## Task requirements
Only the lines running from the one with "Please place a point on the concrete" to the end of the listing should be returned, each exactly as it appears, with both ends kept.

## Provided entries
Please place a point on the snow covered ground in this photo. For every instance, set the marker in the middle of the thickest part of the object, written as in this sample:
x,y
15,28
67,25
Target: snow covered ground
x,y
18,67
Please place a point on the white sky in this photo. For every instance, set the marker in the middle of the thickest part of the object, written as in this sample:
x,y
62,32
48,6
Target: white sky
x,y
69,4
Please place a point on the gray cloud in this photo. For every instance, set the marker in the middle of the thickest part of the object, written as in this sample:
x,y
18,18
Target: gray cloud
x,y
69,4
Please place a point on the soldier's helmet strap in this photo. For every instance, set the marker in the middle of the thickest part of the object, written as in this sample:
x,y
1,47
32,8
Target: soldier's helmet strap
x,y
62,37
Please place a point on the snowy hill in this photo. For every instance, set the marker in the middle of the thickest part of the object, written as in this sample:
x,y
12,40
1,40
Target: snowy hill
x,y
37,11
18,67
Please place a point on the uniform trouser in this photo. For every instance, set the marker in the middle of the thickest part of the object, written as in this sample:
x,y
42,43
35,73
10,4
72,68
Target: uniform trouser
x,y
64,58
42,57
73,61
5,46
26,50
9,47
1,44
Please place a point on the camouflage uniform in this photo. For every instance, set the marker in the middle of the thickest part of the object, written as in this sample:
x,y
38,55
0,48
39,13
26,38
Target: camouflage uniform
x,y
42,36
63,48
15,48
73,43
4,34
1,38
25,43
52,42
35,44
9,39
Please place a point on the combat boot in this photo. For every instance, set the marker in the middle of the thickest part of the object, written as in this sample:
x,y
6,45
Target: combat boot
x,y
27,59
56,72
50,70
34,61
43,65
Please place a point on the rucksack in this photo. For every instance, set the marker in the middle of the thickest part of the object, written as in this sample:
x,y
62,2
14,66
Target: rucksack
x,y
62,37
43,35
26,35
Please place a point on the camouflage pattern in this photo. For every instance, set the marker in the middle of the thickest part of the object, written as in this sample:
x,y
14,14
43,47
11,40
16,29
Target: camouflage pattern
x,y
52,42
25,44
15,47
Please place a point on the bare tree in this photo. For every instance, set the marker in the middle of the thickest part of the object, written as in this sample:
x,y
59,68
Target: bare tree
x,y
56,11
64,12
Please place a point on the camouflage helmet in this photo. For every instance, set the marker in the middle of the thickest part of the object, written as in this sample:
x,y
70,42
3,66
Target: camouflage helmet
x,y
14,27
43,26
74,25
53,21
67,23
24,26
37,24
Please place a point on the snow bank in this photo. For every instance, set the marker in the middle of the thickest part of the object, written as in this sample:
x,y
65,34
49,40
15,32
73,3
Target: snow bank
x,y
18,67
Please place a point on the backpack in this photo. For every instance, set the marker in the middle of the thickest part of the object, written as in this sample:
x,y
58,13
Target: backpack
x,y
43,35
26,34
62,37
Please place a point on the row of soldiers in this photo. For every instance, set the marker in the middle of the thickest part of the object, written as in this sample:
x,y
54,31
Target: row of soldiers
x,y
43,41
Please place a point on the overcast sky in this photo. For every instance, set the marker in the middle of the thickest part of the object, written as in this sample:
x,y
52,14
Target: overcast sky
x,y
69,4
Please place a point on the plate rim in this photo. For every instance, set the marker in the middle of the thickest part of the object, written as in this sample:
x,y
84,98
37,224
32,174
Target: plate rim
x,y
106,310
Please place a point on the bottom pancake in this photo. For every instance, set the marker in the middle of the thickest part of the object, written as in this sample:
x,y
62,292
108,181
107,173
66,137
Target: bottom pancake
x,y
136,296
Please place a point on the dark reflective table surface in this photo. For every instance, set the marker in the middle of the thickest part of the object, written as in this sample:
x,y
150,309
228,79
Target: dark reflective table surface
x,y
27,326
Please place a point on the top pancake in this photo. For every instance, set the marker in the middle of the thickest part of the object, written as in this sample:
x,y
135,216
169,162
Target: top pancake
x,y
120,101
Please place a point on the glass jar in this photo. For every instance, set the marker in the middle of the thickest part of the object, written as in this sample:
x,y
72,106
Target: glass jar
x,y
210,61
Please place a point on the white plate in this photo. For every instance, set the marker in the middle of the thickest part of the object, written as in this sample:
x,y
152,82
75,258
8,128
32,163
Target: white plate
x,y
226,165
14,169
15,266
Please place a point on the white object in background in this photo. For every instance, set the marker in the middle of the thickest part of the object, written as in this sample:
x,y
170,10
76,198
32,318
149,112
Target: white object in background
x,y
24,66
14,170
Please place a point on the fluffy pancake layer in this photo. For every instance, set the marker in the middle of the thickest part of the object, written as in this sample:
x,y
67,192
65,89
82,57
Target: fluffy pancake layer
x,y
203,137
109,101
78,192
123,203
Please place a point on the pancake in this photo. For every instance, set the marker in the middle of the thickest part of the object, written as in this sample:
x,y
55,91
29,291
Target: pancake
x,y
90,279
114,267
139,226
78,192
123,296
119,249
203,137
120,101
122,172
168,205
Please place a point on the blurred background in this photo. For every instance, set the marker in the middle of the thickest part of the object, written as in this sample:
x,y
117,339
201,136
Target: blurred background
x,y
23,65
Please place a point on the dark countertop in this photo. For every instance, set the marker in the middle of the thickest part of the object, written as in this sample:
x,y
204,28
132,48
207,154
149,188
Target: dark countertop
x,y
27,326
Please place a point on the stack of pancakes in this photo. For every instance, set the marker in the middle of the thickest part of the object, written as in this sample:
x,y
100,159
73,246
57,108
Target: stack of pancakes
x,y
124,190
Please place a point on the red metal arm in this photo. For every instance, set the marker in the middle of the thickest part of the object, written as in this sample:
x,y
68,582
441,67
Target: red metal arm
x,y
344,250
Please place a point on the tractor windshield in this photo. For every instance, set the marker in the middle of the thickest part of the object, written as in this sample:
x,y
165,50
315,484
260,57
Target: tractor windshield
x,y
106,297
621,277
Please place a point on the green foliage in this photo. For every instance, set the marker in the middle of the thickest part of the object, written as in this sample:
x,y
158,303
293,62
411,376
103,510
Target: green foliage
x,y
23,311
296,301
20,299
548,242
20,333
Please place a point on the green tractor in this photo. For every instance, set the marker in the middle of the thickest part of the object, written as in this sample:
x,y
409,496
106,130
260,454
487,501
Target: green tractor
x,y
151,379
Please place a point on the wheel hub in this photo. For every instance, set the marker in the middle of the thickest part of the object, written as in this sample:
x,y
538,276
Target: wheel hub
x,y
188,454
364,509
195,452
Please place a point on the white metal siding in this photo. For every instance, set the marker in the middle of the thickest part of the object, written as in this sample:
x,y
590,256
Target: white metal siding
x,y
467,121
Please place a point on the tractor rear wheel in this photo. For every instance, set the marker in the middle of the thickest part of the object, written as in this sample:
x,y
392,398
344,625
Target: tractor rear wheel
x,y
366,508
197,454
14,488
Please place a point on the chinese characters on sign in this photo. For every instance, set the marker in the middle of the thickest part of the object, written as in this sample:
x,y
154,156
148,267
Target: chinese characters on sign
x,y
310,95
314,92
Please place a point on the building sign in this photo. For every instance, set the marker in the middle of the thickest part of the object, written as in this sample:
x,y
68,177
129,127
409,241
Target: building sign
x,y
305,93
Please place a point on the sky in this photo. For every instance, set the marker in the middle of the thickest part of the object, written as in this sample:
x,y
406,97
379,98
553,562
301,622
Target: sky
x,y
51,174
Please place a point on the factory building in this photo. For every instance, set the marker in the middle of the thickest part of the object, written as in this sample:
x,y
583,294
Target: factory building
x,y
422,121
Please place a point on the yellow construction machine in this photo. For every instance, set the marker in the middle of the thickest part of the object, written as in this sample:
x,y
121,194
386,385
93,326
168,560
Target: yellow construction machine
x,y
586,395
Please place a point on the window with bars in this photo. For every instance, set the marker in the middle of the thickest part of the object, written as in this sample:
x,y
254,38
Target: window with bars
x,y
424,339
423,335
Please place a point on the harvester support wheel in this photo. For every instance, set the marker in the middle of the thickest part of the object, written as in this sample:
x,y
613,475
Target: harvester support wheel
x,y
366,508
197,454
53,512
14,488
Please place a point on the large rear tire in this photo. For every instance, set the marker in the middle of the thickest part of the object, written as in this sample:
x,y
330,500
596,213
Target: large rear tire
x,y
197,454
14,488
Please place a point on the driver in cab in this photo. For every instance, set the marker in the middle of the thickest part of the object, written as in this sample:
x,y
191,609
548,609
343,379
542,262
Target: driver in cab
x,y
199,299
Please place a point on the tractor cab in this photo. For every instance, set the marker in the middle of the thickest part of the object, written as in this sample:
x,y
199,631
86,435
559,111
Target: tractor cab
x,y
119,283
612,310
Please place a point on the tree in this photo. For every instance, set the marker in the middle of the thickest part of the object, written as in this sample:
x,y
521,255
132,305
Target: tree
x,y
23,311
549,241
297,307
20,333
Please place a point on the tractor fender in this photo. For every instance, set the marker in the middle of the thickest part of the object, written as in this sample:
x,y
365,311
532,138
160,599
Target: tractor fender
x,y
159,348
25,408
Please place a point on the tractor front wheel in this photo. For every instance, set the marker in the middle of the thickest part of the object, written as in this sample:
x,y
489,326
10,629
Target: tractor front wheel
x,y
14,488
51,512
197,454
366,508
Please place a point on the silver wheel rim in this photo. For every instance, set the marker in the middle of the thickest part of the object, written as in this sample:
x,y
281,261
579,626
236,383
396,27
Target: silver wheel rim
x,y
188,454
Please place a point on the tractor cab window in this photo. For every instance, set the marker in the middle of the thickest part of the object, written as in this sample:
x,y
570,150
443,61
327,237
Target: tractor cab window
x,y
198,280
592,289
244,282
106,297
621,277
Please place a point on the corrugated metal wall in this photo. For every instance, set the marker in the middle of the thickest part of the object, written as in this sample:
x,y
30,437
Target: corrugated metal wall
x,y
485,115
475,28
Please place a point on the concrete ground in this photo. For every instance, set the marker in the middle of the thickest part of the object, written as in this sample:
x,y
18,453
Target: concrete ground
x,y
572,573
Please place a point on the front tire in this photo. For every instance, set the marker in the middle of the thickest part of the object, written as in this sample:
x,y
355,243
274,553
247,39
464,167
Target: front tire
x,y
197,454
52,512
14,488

## Response to the exercise
Please place a point on the concrete ground in this photo. For every instance, set the marker in the middle of the thickest part of the object, written as in this sample:
x,y
18,453
Target: concrete ground
x,y
572,573
Please place a point on the front tire in this photo. For every instance, set the marker in the middle of the thickest part of the object, written as in this sample:
x,y
355,243
274,553
247,39
464,167
Target: front tire
x,y
197,454
52,512
14,488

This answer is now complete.